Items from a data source
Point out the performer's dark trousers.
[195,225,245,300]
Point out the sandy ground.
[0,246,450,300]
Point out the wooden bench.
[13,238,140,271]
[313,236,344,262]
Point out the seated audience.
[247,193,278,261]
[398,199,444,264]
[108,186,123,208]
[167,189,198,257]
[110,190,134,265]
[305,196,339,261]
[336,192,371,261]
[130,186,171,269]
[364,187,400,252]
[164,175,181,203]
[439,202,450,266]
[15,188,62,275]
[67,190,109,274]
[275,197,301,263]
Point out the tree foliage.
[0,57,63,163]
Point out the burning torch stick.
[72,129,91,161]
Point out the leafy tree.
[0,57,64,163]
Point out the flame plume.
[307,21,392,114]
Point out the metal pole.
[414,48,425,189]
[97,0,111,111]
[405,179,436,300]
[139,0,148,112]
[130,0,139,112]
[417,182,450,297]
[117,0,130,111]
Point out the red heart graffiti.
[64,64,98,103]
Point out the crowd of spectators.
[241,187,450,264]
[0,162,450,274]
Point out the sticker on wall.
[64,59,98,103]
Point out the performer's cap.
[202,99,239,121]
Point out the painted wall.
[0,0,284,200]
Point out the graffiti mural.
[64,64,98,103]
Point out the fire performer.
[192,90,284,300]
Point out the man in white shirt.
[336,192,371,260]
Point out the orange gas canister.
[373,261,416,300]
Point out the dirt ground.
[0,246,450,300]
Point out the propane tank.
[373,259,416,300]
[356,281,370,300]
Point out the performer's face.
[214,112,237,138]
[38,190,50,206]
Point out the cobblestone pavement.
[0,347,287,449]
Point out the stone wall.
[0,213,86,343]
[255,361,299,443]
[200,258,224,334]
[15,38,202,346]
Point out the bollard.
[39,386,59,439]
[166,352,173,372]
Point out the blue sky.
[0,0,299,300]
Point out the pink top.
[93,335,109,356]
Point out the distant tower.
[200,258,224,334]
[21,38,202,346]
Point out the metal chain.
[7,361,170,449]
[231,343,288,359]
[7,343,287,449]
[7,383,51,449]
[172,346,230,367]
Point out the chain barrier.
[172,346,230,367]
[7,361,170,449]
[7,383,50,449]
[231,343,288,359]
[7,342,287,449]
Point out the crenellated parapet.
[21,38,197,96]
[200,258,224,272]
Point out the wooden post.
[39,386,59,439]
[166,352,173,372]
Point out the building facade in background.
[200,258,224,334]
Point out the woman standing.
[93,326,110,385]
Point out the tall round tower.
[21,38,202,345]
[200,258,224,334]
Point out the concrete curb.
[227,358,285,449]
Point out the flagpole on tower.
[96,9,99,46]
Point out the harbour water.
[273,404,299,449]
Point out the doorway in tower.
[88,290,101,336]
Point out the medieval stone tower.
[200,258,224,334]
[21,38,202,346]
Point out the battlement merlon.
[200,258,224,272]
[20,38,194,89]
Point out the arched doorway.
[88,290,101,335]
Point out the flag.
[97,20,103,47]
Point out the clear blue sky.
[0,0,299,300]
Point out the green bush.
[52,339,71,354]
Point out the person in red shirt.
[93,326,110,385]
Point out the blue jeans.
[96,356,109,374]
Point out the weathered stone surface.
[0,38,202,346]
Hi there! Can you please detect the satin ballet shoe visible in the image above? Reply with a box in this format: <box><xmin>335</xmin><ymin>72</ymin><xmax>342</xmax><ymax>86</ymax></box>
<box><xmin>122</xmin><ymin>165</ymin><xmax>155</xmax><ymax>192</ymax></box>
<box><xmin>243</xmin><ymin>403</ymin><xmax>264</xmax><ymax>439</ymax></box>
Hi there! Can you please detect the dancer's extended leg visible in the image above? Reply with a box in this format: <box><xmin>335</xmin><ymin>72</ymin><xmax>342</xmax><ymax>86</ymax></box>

Direction
Select every line of the material above that contains the string "Reply", and copy each one in full.

Solution to the exercise
Hi there! Can you please detect the satin ballet shoe visible in the image above? Reply with a box in this format: <box><xmin>335</xmin><ymin>72</ymin><xmax>342</xmax><ymax>86</ymax></box>
Hi there! Can you please detect the dancer's extended leg visible in the image above? Reply with a box in this format: <box><xmin>335</xmin><ymin>72</ymin><xmax>342</xmax><ymax>86</ymax></box>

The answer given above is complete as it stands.